> **PASSAGE**:
From Breadwinner to Unemployed: Coping With Sudden Job Loss

From the multi-millionaire business owner down to the minimum wage employee, job security is never a guarantee. Any given day something could arise that causes a once successful company to go bankrupt or a dedicated employee to be laid off. Though most people are aware of this, no one was likely prepared for the financial chaos the coronavirus pandemic inflicted on the country (and the world).

Seemingly out of nowhere the coronavirus spread through the country like wildfire prompting government officials to take quick action. They demanded that all non-essential businesses temporarily close their doors and highly-requested that all citizens remain sheltered in place to slow the spread. As a result, many businesses had no choice but to lay workers off to fill the financial gap leaving millions of Americans without a job. 

The Psychological Impact of Unemployment

Most men see themselves as providers for their households. You’re used to working hard to keep a roof over their head, clothes on their backs, food on the table, and keep the bills paid. Your family relies on you and you take pride in being able to supply their needs and desires. Yet suddenly, you find yourself without a job in the midst of a pandemic when your family needs you the most. 

Unemployment takes a psychological toll on a person. It eats away at your pride and for some, the very essence of what you believe manhood to be. This is especially true for men who were the breadwinners, sole providers, or those who feel they’ve left the burden on their spouses. You can’t help but feel helpless as the foundation you’ve provided for your loved ones starts to crumble. 

You start to feel useless, frustrated, angry, worried, scared, and depressed. In an effort to keep it all together you start looking to unhealthy gateways to cope. You might start gambling with the hopes of a huge payout, thinking about or participating in illegal activities like robberies or selling drugs, or self-medicating with drugs and alcohol to numb the pain. 

If you’ve started showing physical or psychological symptoms resulting from your recent unemployment, it is important to get help. Talk to your doctor, seek counseling, join a support group, rely on a trusted friend, relative, or mentor, and, if necessary, look for inpatient or outpatient treatment for addicts

Dealing With Unemployment Like a Boss

How do you deal with the realities of being unemployed during the coronavirus in a down economy? Here are some suggestions on how to deal with unemployment like a boss: 

  • File for Unemployment – The moment you’re let go from your place of employment, you should file for unemployment. The government has made some adjustments to the eligibility requirements making it possible for more people to qualify. This would, at the very least, give you some reliable income and also ease your stress. 

  • Apply for Assistance – Don’t allow pride to get in the way of you supporting yourself and your family. If you’ve recently been laid off due to the coronavirus there are government-funded programs you can turn to. These programs can help to pay for food, rent, utilities, health insurance, and more. Whatever programs you qualify for is one less thing you have to worry about.

> **EXERCISE SET**:
a – Please extract the part of the job-loss article from "From Breadwinner to" to "without a job.", copied word for word.
b – Answer these questions from the job-loss article:
(i) What did government officials demand that all non-essential businesses do?
(ii) At what point does the article say you should file for unemployment?
(iii) What can the government-funded programs help pay for?

> **DATA LISTING**:
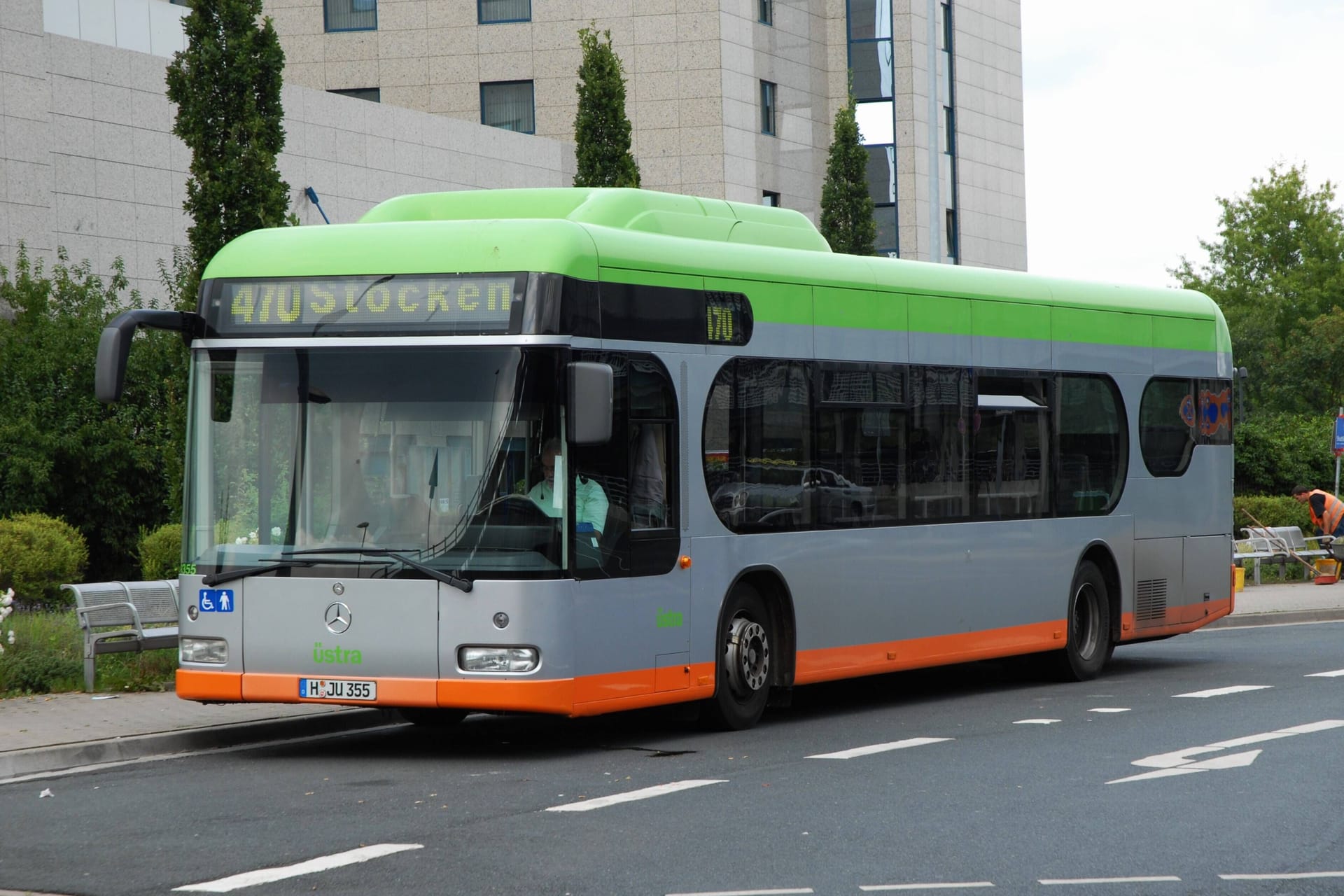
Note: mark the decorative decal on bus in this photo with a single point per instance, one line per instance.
(337, 656)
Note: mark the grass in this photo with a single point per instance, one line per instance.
(48, 657)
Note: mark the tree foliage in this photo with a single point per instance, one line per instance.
(1277, 272)
(108, 470)
(846, 204)
(601, 130)
(226, 85)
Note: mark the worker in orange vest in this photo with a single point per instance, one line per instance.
(1327, 511)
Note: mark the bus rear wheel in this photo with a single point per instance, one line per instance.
(742, 681)
(1089, 645)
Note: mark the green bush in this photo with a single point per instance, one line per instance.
(39, 554)
(1270, 510)
(39, 672)
(1276, 451)
(160, 552)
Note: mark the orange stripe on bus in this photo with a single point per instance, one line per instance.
(830, 664)
(222, 687)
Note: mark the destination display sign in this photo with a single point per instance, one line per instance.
(401, 302)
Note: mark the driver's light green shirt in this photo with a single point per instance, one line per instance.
(589, 501)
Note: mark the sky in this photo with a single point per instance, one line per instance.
(1142, 113)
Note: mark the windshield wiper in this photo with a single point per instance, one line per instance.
(447, 578)
(218, 578)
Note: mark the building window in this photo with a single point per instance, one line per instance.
(508, 105)
(372, 94)
(768, 102)
(351, 15)
(496, 11)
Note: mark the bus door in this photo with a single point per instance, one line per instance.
(634, 620)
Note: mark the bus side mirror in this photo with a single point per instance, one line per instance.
(590, 403)
(115, 346)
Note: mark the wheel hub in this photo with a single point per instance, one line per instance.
(748, 656)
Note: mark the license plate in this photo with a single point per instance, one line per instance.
(336, 690)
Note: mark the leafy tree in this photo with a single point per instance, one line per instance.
(108, 470)
(1277, 272)
(846, 206)
(226, 85)
(601, 130)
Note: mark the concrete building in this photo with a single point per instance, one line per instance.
(729, 99)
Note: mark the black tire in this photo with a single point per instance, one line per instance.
(432, 719)
(742, 680)
(1089, 645)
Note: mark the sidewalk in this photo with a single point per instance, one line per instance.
(62, 731)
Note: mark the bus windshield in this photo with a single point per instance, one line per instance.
(318, 454)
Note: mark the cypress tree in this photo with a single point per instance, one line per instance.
(226, 85)
(601, 130)
(846, 206)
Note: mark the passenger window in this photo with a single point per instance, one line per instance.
(1167, 419)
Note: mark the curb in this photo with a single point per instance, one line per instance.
(36, 761)
(1277, 617)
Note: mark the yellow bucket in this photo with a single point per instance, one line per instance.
(1327, 571)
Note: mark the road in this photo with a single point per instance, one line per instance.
(1198, 764)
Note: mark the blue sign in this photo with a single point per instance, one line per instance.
(216, 601)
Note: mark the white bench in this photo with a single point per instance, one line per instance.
(1277, 545)
(115, 617)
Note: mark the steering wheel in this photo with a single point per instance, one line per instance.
(515, 510)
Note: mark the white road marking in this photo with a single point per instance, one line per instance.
(1308, 875)
(1182, 762)
(312, 865)
(659, 790)
(969, 884)
(1164, 879)
(1219, 692)
(873, 748)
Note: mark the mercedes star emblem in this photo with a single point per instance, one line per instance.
(337, 618)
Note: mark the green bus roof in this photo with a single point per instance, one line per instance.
(626, 235)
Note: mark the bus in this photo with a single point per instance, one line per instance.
(584, 450)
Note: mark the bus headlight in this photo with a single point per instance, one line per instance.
(498, 659)
(203, 650)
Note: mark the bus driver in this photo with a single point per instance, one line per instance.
(589, 498)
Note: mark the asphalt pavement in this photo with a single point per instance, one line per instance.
(52, 732)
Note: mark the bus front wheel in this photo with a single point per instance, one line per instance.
(742, 681)
(1089, 645)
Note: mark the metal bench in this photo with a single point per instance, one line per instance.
(1277, 545)
(115, 617)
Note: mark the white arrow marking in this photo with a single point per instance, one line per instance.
(1219, 692)
(588, 805)
(312, 865)
(1234, 761)
(1182, 762)
(873, 748)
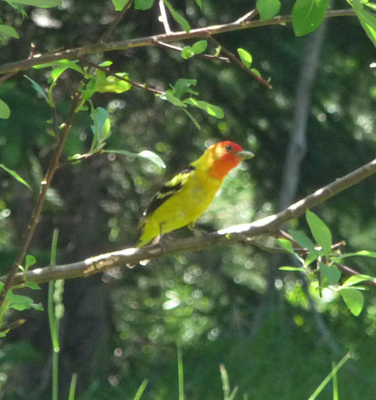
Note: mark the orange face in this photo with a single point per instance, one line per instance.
(226, 156)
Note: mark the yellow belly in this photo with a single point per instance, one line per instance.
(179, 210)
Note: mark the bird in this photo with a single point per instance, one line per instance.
(183, 199)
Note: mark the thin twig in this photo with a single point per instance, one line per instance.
(115, 22)
(42, 195)
(73, 54)
(266, 226)
(247, 16)
(163, 17)
(204, 56)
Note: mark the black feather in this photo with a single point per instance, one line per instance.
(167, 190)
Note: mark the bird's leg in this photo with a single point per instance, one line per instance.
(203, 232)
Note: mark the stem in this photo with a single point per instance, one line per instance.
(73, 54)
(42, 196)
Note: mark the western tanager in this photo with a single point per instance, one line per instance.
(183, 199)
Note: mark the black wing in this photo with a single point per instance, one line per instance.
(168, 189)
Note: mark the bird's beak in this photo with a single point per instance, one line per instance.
(244, 154)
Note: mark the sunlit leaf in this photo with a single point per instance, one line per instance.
(286, 245)
(9, 31)
(111, 84)
(268, 8)
(332, 273)
(353, 299)
(200, 46)
(32, 285)
(367, 20)
(30, 260)
(320, 232)
(143, 4)
(182, 86)
(172, 99)
(37, 87)
(308, 15)
(63, 63)
(212, 110)
(192, 118)
(187, 52)
(15, 175)
(353, 280)
(119, 4)
(362, 253)
(245, 57)
(4, 110)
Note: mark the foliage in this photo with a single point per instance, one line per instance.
(164, 105)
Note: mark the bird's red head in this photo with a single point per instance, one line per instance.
(225, 156)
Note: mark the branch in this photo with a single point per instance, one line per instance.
(238, 233)
(73, 54)
(41, 198)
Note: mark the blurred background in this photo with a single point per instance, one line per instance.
(226, 305)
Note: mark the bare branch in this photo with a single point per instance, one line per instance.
(73, 54)
(163, 17)
(239, 233)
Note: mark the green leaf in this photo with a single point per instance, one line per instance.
(292, 269)
(4, 110)
(200, 46)
(353, 299)
(286, 245)
(192, 119)
(15, 175)
(39, 3)
(9, 31)
(178, 18)
(256, 72)
(367, 20)
(268, 8)
(372, 6)
(302, 240)
(144, 154)
(32, 285)
(187, 52)
(37, 88)
(307, 15)
(245, 57)
(119, 4)
(30, 261)
(182, 87)
(63, 63)
(362, 253)
(102, 126)
(320, 232)
(212, 110)
(357, 279)
(111, 84)
(143, 4)
(21, 303)
(332, 273)
(172, 99)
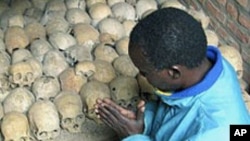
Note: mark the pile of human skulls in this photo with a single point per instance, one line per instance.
(58, 56)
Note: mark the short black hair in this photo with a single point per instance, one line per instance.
(170, 36)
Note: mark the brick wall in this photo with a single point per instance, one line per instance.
(230, 19)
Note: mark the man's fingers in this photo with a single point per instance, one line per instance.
(105, 113)
(140, 113)
(123, 111)
(141, 104)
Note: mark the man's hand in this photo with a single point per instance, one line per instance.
(123, 121)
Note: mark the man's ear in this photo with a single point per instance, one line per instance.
(174, 72)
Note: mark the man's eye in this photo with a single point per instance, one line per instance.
(143, 73)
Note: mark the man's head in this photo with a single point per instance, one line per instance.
(166, 44)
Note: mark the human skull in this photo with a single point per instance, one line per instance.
(123, 11)
(200, 16)
(19, 55)
(15, 37)
(112, 26)
(124, 65)
(113, 2)
(125, 91)
(15, 127)
(54, 63)
(69, 106)
(76, 15)
(19, 6)
(78, 53)
(89, 93)
(212, 38)
(107, 38)
(35, 30)
(233, 56)
(75, 4)
(173, 3)
(39, 4)
(121, 46)
(105, 52)
(44, 120)
(146, 89)
(85, 34)
(99, 11)
(144, 5)
(1, 111)
(61, 41)
(39, 48)
(24, 73)
(70, 81)
(4, 87)
(104, 71)
(33, 15)
(5, 62)
(85, 69)
(19, 99)
(46, 88)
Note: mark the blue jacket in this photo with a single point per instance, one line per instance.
(202, 112)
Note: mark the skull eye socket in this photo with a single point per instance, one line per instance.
(18, 76)
(52, 99)
(40, 98)
(22, 139)
(239, 72)
(79, 117)
(29, 76)
(67, 120)
(43, 134)
(55, 131)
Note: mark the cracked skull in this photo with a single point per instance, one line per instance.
(69, 105)
(89, 93)
(46, 88)
(125, 91)
(24, 73)
(44, 120)
(15, 127)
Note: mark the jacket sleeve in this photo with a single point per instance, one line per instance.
(148, 122)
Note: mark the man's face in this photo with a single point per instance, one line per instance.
(158, 78)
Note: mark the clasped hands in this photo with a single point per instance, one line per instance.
(123, 121)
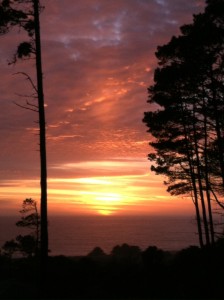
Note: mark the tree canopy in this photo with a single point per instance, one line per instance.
(187, 128)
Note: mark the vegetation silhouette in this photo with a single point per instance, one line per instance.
(25, 15)
(29, 244)
(192, 273)
(186, 117)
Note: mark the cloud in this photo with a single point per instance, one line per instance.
(98, 60)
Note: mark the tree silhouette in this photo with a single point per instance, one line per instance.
(25, 13)
(27, 244)
(187, 123)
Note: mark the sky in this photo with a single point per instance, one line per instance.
(98, 61)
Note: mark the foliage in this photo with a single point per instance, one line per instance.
(28, 244)
(188, 125)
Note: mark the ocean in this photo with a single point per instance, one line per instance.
(79, 235)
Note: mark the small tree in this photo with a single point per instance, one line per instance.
(28, 244)
(31, 219)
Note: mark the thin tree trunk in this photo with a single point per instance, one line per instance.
(200, 186)
(207, 183)
(43, 158)
(193, 182)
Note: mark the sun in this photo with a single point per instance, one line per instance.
(107, 203)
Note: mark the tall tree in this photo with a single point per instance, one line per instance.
(25, 13)
(188, 125)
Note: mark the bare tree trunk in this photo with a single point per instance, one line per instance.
(43, 158)
(207, 182)
(200, 185)
(193, 179)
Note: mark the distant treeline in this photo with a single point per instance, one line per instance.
(126, 273)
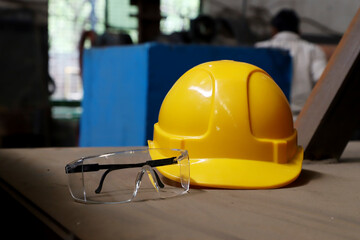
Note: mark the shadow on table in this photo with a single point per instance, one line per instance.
(304, 178)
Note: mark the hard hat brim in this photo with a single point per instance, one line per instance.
(239, 173)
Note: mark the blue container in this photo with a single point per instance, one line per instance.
(124, 86)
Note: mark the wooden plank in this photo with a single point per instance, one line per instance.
(302, 209)
(332, 111)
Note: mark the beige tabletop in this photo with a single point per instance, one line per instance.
(323, 203)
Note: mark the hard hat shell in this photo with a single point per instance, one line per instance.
(235, 123)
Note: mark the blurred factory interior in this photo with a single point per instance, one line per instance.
(43, 41)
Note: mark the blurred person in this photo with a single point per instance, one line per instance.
(309, 60)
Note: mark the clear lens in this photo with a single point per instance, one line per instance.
(126, 176)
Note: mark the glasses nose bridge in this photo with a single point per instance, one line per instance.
(146, 170)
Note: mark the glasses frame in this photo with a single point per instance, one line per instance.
(78, 166)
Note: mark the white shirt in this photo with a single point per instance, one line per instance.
(309, 61)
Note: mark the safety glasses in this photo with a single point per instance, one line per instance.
(130, 175)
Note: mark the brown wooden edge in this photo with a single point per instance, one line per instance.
(332, 111)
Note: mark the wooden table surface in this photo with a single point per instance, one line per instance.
(323, 203)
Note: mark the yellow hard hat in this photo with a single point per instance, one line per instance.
(235, 123)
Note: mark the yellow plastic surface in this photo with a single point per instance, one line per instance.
(235, 123)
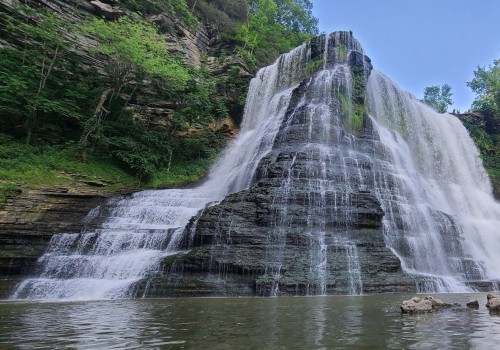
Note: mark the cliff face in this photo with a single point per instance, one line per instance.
(310, 223)
(29, 220)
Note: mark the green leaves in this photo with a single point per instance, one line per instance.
(486, 84)
(275, 27)
(438, 97)
(136, 51)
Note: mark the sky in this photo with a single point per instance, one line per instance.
(419, 43)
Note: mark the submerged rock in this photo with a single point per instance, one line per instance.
(493, 302)
(473, 304)
(425, 304)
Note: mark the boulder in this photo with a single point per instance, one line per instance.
(425, 304)
(493, 302)
(473, 304)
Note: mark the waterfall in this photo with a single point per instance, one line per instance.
(440, 216)
(332, 154)
(142, 229)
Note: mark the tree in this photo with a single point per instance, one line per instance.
(438, 97)
(486, 84)
(42, 92)
(135, 52)
(275, 27)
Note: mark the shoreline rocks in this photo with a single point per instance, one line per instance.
(421, 305)
(493, 303)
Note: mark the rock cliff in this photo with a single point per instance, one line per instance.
(28, 222)
(310, 223)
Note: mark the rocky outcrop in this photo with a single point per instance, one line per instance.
(28, 222)
(493, 303)
(310, 223)
(473, 304)
(425, 304)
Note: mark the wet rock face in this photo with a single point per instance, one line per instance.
(310, 223)
(493, 303)
(28, 222)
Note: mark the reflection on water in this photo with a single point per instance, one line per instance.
(368, 322)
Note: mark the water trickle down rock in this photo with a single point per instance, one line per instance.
(310, 222)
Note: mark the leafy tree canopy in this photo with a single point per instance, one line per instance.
(486, 84)
(438, 97)
(275, 27)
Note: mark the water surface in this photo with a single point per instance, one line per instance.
(366, 322)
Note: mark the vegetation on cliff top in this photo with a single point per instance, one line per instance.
(484, 121)
(63, 119)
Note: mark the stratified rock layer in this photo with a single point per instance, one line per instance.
(311, 222)
(28, 222)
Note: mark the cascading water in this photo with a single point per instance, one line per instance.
(441, 219)
(312, 173)
(141, 230)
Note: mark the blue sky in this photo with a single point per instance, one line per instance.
(418, 43)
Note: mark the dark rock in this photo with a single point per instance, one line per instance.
(493, 302)
(106, 10)
(423, 305)
(473, 304)
(310, 223)
(29, 220)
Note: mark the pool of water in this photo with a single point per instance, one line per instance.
(336, 322)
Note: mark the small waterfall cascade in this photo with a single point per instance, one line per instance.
(337, 180)
(440, 217)
(138, 231)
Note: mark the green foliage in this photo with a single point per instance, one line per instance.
(8, 190)
(176, 8)
(275, 27)
(486, 84)
(42, 90)
(222, 16)
(135, 51)
(64, 117)
(438, 97)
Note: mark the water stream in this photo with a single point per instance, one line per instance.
(440, 217)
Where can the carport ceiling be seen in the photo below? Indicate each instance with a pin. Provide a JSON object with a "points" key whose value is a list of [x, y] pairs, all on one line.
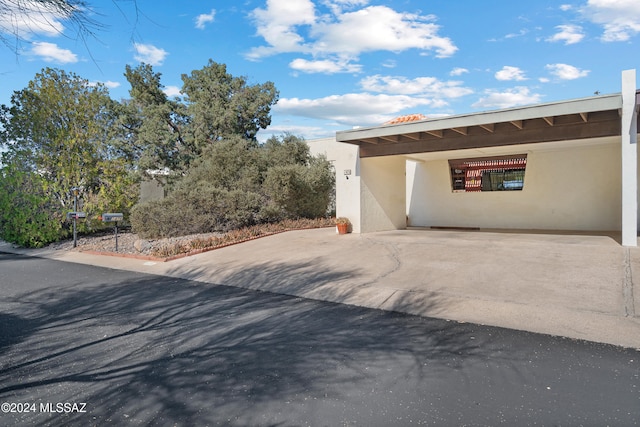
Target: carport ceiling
{"points": [[585, 118]]}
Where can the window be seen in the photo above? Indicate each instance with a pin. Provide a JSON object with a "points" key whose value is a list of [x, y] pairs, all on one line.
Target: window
{"points": [[504, 173]]}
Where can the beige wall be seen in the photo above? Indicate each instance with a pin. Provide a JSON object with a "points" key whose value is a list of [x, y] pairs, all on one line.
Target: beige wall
{"points": [[383, 193], [565, 189], [344, 158]]}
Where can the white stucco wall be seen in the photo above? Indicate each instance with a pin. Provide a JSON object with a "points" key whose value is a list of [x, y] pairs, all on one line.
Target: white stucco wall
{"points": [[565, 189], [383, 193], [345, 160]]}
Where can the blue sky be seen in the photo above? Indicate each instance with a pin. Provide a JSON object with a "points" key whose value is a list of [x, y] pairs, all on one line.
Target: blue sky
{"points": [[344, 63]]}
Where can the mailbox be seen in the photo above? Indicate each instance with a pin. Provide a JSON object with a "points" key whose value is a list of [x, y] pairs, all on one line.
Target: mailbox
{"points": [[112, 217], [76, 215]]}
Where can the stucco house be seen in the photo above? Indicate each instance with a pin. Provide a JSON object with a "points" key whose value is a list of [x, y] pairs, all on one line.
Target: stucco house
{"points": [[570, 165]]}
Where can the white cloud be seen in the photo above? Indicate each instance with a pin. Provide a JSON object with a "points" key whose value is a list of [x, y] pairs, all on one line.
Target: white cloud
{"points": [[423, 86], [31, 17], [569, 34], [509, 73], [522, 32], [352, 109], [510, 98], [171, 91], [619, 18], [149, 54], [204, 19], [381, 28], [458, 71], [50, 52], [277, 25], [325, 66], [566, 72], [390, 63], [288, 26]]}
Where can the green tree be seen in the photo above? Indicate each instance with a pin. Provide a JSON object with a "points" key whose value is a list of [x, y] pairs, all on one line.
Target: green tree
{"points": [[238, 183], [56, 134], [221, 105], [29, 216], [152, 126]]}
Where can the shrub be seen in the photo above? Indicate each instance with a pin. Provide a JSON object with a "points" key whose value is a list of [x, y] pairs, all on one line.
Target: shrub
{"points": [[202, 209]]}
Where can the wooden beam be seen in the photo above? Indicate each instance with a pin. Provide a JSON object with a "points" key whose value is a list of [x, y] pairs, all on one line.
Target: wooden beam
{"points": [[489, 127], [518, 123], [391, 138], [415, 136]]}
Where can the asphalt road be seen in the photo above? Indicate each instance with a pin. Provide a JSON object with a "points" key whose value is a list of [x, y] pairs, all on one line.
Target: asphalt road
{"points": [[82, 345]]}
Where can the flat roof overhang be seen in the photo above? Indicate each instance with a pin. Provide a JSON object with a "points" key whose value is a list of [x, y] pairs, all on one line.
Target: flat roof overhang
{"points": [[585, 118]]}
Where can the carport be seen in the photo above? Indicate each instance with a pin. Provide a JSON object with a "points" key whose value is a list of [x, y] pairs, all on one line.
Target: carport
{"points": [[569, 165]]}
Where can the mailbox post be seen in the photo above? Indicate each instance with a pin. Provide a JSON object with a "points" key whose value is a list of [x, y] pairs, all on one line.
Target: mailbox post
{"points": [[75, 191], [113, 217]]}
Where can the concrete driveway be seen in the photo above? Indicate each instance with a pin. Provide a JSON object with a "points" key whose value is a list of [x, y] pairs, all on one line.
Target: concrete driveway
{"points": [[571, 285]]}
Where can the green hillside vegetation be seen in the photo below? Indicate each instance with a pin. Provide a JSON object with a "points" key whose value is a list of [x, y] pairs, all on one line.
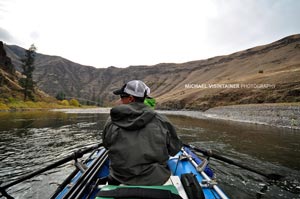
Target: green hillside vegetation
{"points": [[19, 91]]}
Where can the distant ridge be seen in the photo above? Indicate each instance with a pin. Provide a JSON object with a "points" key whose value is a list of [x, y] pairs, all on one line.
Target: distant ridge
{"points": [[275, 65]]}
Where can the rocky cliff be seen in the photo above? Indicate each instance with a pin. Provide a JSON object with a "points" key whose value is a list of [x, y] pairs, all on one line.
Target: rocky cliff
{"points": [[263, 74]]}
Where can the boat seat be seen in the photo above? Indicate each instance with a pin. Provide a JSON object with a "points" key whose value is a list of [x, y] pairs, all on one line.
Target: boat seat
{"points": [[124, 191]]}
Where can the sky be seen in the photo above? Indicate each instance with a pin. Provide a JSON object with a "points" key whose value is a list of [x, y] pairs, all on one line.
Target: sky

> **LIST OF ANSWERS**:
a –
From Breadwinner to Unemployed: Coping With Sudden Job Loss

From the multi-millionaire business owner down to the minimum wage employee, job security is never a guarantee. Any given day something could arise that causes a once successful company to go bankrupt or a dedicated employee to be laid off. Though most people are aware of this, no one was likely prepared for the financial chaos the coronavirus pandemic inflicted on the country (and the world).

Seemingly out of nowhere the coronavirus spread through the country like wildfire prompting government officials to take quick action. They demanded that all non-essential businesses temporarily close their doors and highly-requested that all citizens remain sheltered in place to slow the spread. As a result, many businesses had no choice but to lay workers off to fill the financial gap leaving millions of Americans without a job.

b –
(i) Temporarily close their doors.
(ii) The moment you're let go from your place of employment.
(iii) Food, rent, utilities, health insurance, and more.